* [WORK REQUIRED]
Quote each record exactly, please, leaving none out.

* [AVAILABLE DATA]
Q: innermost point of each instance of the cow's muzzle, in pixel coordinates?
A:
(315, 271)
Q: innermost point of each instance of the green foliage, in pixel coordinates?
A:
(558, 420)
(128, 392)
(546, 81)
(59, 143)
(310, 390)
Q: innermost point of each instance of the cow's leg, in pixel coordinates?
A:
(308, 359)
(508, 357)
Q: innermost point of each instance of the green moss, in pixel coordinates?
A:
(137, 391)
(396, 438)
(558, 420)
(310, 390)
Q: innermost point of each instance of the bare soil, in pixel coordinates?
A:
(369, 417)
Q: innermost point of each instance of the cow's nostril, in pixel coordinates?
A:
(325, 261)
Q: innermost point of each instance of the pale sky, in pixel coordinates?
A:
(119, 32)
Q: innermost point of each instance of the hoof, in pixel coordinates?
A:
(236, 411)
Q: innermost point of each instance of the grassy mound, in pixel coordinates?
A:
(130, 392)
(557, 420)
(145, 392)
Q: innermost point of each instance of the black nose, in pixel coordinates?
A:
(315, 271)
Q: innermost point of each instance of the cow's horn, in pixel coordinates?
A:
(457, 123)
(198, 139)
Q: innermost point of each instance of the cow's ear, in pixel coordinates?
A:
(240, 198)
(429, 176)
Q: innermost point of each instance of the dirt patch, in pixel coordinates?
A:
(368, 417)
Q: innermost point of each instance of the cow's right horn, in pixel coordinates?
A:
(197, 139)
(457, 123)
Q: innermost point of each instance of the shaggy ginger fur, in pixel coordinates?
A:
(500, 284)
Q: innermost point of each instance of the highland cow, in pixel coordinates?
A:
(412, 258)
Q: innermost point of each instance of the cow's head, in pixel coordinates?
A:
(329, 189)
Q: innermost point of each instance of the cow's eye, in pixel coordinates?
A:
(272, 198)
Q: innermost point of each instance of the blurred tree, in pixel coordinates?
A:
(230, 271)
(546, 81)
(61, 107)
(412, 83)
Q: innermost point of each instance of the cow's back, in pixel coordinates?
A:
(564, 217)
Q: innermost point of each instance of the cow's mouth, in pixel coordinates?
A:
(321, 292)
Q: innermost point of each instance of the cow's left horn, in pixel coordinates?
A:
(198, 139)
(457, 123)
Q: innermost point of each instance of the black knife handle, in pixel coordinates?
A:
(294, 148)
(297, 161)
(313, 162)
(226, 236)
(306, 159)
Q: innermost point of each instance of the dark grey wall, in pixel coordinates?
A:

* [SOLUTION]
Q: innermost point of each instance of the cow's muzzle, in pixel coordinates?
A:
(315, 271)
Q: innermost point of each instance of the green foliage, in pixel coordinates?
A:
(558, 420)
(128, 392)
(546, 81)
(59, 143)
(310, 390)
Q: innermost point of each instance of the cow's leg, in pixel coordinates?
A:
(308, 359)
(508, 357)
Q: innermost point of each instance of the green moss, in pixel coordinates?
A:
(137, 391)
(396, 438)
(558, 420)
(310, 390)
Q: innermost point of each instance of the bare soil, in pixel coordinates?
A:
(369, 417)
Q: innermost point of each instance of the cow's nostril, in pixel coordinates?
A:
(325, 261)
Q: innermost point of each instance of the pale sky, in pixel coordinates?
A:
(119, 32)
Q: innermost point of each instance of the hoof, in pixel coordinates?
A:
(236, 411)
Q: innermost point of each instance of the grassy mound, in pixel coordinates?
A:
(130, 392)
(557, 420)
(145, 392)
Q: innermost point of each instance of the black nose, in pixel coordinates?
A:
(315, 271)
Q: innermost point of each instance of the cow's horn, in pixel coordinates?
A:
(457, 123)
(198, 139)
Q: innermost point of each instance of the cow's ear, in pixel coordinates?
A:
(240, 198)
(429, 176)
Q: innermost point of each instance of the dirt patch, in pixel coordinates?
A:
(368, 417)
Q: innermost point of each instance of the cow's right horn, in pixel coordinates?
A:
(197, 139)
(457, 123)
Q: innermost point of each instance of the shaggy ginger fur, in pixel coordinates?
A:
(500, 284)
Q: innermost point of each instance of the highland cow, in pixel coordinates?
A:
(412, 258)
Q: innermost point of each instance of the cow's head, in pixel coordinates?
A:
(329, 189)
Q: innermost point of each instance of the cow's eye, in pixel coordinates?
A:
(272, 198)
Q: innermost point of each instance of the blurred tree, in pixel coordinates?
A:
(230, 271)
(546, 81)
(61, 107)
(412, 83)
Q: innermost point of each instance of the cow's back, in pixel coordinates?
A:
(564, 217)
Q: innermost point of each instance of the cow's mouth, in pixel coordinates?
A:
(321, 292)
Q: innermost point of each instance of the cow's left horn, in pixel coordinates?
A:
(198, 139)
(457, 123)
Q: innermost point of each instance of the black knife handle, in pixel coordinates?
A:
(294, 148)
(297, 161)
(313, 162)
(226, 236)
(306, 159)
Q: innermost point of each instance of the dark grey wall, in pixel coordinates?
A:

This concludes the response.